Entries taken from a collection
__________________________________________________

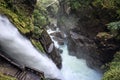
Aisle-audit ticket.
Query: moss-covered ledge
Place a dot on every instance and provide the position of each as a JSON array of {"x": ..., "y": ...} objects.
[
  {"x": 17, "y": 16},
  {"x": 3, "y": 77},
  {"x": 113, "y": 72}
]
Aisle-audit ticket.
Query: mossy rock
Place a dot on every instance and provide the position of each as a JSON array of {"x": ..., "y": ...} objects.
[
  {"x": 21, "y": 21},
  {"x": 114, "y": 69},
  {"x": 3, "y": 77}
]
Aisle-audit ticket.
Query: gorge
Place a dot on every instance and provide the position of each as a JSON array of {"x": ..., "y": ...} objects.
[{"x": 59, "y": 40}]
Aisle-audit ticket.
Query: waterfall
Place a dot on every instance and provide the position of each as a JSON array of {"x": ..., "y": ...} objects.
[
  {"x": 74, "y": 68},
  {"x": 21, "y": 51}
]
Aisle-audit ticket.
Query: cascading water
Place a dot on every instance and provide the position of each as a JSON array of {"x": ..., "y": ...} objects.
[
  {"x": 73, "y": 68},
  {"x": 20, "y": 50}
]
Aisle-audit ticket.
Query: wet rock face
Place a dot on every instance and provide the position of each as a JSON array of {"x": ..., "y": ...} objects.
[
  {"x": 50, "y": 49},
  {"x": 9, "y": 69}
]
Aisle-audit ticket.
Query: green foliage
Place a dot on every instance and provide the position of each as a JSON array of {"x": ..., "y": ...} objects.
[
  {"x": 114, "y": 69},
  {"x": 114, "y": 27},
  {"x": 22, "y": 22},
  {"x": 3, "y": 77},
  {"x": 77, "y": 4},
  {"x": 38, "y": 45}
]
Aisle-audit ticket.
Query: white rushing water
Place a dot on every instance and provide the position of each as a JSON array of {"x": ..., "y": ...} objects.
[
  {"x": 73, "y": 68},
  {"x": 19, "y": 49}
]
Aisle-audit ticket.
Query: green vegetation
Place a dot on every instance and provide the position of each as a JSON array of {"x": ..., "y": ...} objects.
[
  {"x": 3, "y": 77},
  {"x": 17, "y": 15},
  {"x": 113, "y": 72}
]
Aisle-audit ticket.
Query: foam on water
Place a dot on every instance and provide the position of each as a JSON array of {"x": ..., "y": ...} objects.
[{"x": 20, "y": 49}]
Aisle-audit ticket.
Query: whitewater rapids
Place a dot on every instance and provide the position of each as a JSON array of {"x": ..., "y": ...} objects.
[{"x": 21, "y": 51}]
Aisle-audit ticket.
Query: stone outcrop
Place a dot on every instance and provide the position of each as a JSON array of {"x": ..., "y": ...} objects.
[{"x": 19, "y": 13}]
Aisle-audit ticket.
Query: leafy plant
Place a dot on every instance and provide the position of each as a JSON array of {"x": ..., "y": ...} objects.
[{"x": 114, "y": 27}]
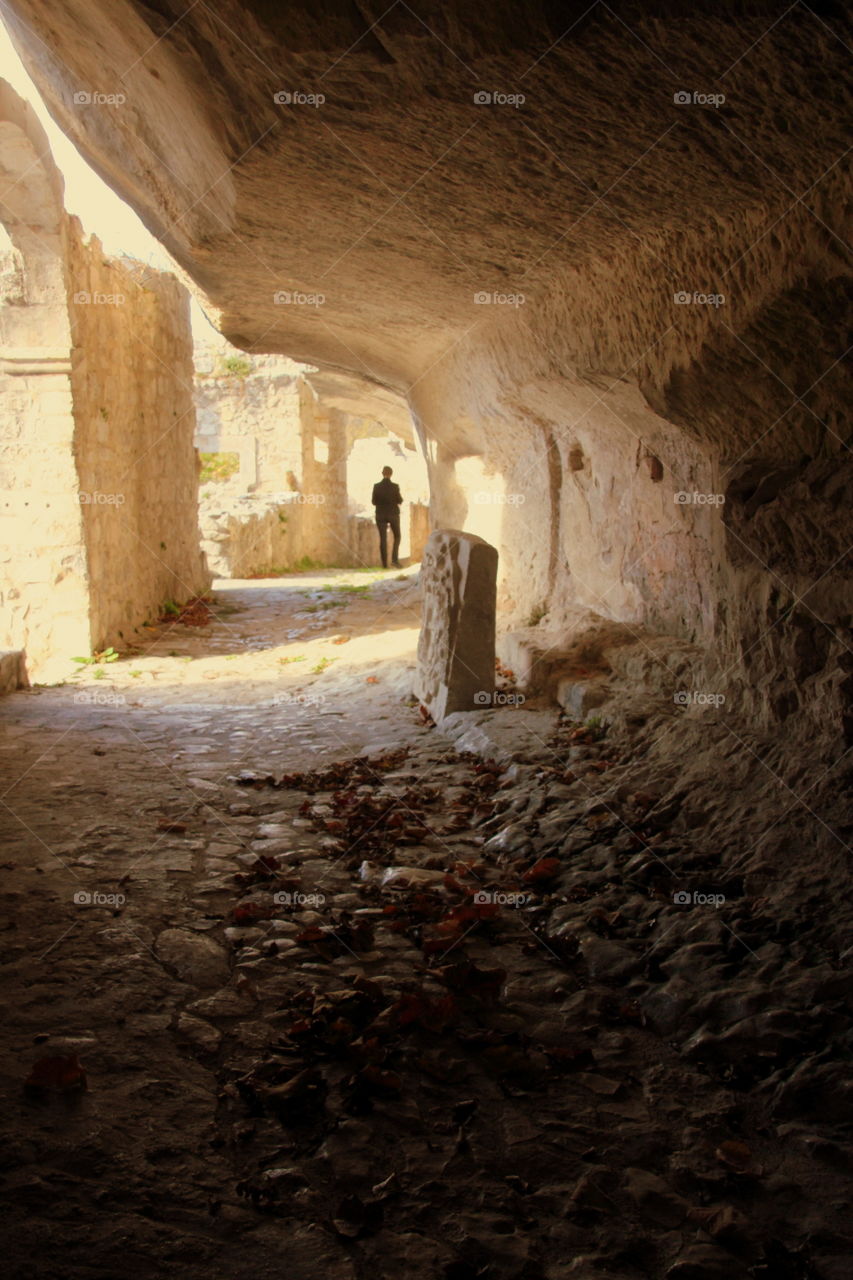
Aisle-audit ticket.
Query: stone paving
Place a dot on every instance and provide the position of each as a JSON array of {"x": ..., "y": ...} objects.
[{"x": 352, "y": 1004}]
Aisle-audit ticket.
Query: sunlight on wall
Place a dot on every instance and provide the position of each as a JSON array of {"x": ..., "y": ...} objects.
[{"x": 100, "y": 210}]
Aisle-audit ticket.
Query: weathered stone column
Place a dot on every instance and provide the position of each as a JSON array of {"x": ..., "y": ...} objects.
[{"x": 456, "y": 645}]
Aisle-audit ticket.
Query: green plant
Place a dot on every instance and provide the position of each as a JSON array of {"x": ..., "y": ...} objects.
[
  {"x": 218, "y": 466},
  {"x": 236, "y": 366},
  {"x": 99, "y": 657},
  {"x": 597, "y": 727}
]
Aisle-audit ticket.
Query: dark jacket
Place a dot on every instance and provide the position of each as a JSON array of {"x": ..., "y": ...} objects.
[{"x": 387, "y": 499}]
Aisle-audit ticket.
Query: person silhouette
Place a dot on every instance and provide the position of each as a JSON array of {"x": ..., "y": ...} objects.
[{"x": 387, "y": 499}]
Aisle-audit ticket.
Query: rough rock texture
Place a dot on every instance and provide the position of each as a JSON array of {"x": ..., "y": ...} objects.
[
  {"x": 135, "y": 420},
  {"x": 657, "y": 229},
  {"x": 97, "y": 470},
  {"x": 456, "y": 645},
  {"x": 576, "y": 1006}
]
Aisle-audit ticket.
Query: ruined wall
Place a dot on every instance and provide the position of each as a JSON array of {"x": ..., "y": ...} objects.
[
  {"x": 578, "y": 186},
  {"x": 256, "y": 416},
  {"x": 135, "y": 420},
  {"x": 44, "y": 588}
]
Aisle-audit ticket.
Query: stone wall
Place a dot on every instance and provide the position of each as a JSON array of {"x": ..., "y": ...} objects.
[
  {"x": 306, "y": 472},
  {"x": 44, "y": 588},
  {"x": 136, "y": 462},
  {"x": 97, "y": 469},
  {"x": 255, "y": 415}
]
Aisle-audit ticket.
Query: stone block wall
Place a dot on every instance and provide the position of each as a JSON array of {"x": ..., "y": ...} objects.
[{"x": 133, "y": 440}]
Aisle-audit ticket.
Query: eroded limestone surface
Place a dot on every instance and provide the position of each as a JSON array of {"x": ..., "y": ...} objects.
[{"x": 456, "y": 645}]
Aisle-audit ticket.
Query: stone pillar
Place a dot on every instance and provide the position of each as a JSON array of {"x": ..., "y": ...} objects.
[{"x": 456, "y": 645}]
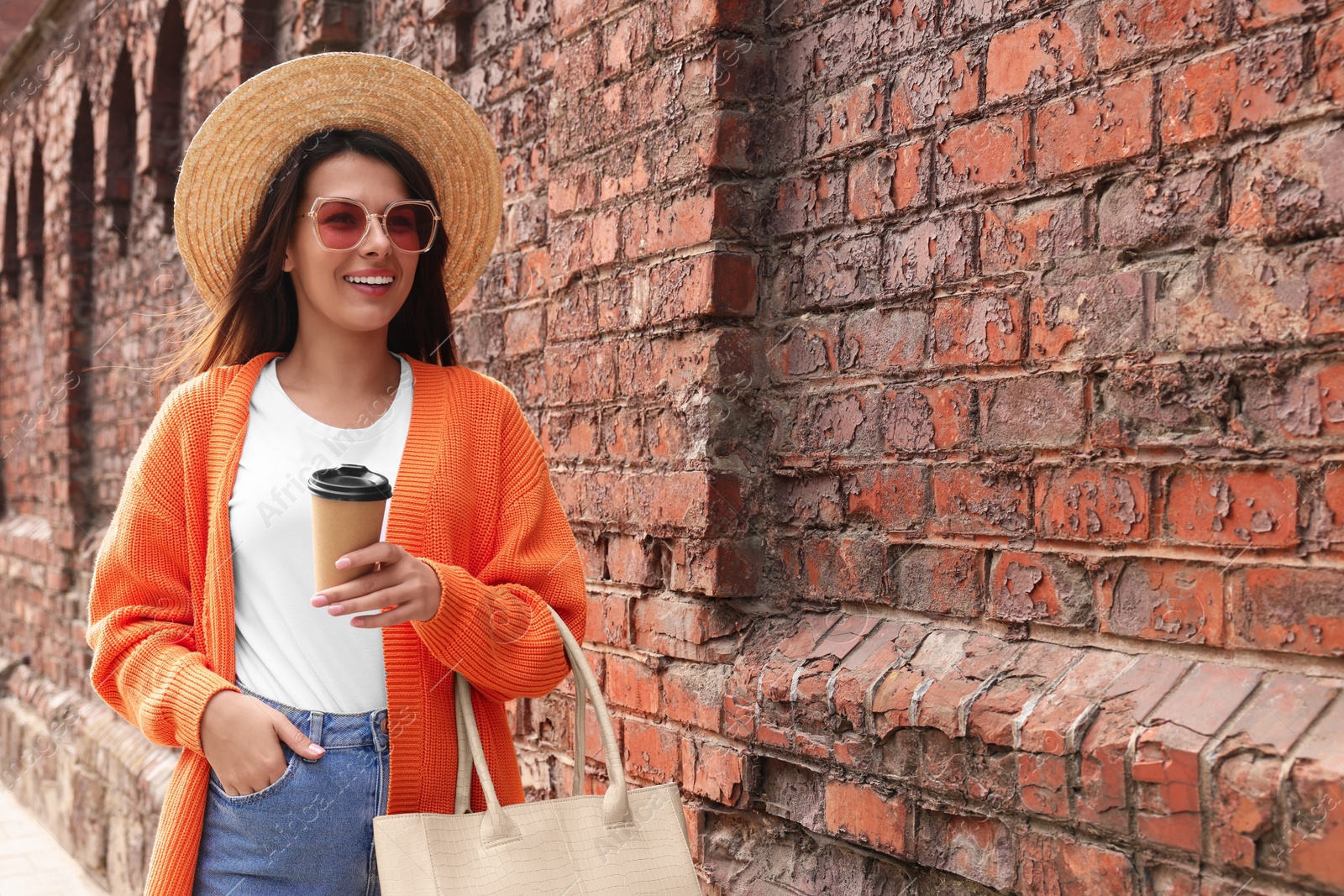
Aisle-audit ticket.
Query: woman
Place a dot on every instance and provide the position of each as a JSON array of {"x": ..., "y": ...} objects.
[{"x": 308, "y": 217}]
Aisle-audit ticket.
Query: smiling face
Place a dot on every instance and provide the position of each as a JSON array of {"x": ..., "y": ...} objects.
[{"x": 323, "y": 278}]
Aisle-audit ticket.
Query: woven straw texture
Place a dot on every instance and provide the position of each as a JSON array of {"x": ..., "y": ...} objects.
[
  {"x": 624, "y": 842},
  {"x": 562, "y": 848},
  {"x": 246, "y": 139}
]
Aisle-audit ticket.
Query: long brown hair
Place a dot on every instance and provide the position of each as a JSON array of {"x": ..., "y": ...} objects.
[{"x": 261, "y": 308}]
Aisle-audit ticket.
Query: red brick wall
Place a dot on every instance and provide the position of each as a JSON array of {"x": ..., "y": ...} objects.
[{"x": 948, "y": 401}]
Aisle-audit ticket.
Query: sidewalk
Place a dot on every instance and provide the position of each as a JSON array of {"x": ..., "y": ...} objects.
[{"x": 31, "y": 860}]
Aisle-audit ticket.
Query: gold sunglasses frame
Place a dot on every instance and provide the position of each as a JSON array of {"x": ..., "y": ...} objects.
[{"x": 382, "y": 221}]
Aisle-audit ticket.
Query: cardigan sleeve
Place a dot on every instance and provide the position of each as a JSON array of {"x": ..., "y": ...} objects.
[
  {"x": 145, "y": 664},
  {"x": 494, "y": 626}
]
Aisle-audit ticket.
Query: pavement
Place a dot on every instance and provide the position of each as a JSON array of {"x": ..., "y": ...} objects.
[{"x": 33, "y": 862}]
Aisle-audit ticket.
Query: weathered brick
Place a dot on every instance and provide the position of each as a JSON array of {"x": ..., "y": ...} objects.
[
  {"x": 1164, "y": 600},
  {"x": 1101, "y": 797},
  {"x": 835, "y": 423},
  {"x": 1041, "y": 587},
  {"x": 1330, "y": 62},
  {"x": 979, "y": 849},
  {"x": 1231, "y": 90},
  {"x": 711, "y": 284},
  {"x": 894, "y": 692},
  {"x": 980, "y": 500},
  {"x": 931, "y": 251},
  {"x": 981, "y": 156},
  {"x": 937, "y": 579},
  {"x": 984, "y": 329},
  {"x": 632, "y": 683},
  {"x": 1256, "y": 508},
  {"x": 858, "y": 812},
  {"x": 996, "y": 712},
  {"x": 1034, "y": 56},
  {"x": 1092, "y": 129},
  {"x": 1030, "y": 234},
  {"x": 810, "y": 202},
  {"x": 1288, "y": 405},
  {"x": 927, "y": 418},
  {"x": 853, "y": 681},
  {"x": 894, "y": 496},
  {"x": 1247, "y": 763},
  {"x": 1166, "y": 768},
  {"x": 714, "y": 772},
  {"x": 890, "y": 181},
  {"x": 813, "y": 680},
  {"x": 1043, "y": 411},
  {"x": 692, "y": 694},
  {"x": 1058, "y": 723},
  {"x": 850, "y": 118},
  {"x": 947, "y": 701},
  {"x": 1093, "y": 316},
  {"x": 1066, "y": 866},
  {"x": 934, "y": 89},
  {"x": 1288, "y": 609},
  {"x": 651, "y": 752},
  {"x": 1128, "y": 31},
  {"x": 1158, "y": 208},
  {"x": 1288, "y": 190},
  {"x": 1093, "y": 504},
  {"x": 885, "y": 340},
  {"x": 1315, "y": 799},
  {"x": 843, "y": 271},
  {"x": 690, "y": 629},
  {"x": 837, "y": 567}
]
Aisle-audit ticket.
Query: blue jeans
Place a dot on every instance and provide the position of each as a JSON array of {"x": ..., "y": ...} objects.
[{"x": 311, "y": 832}]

__________________________________________________

» **WORK INSTRUCTIONS**: Filter the records above for "texture" and copy every matching line.

» **ANSWER BOX**:
Query: rough rock texture
Query: woven straw texture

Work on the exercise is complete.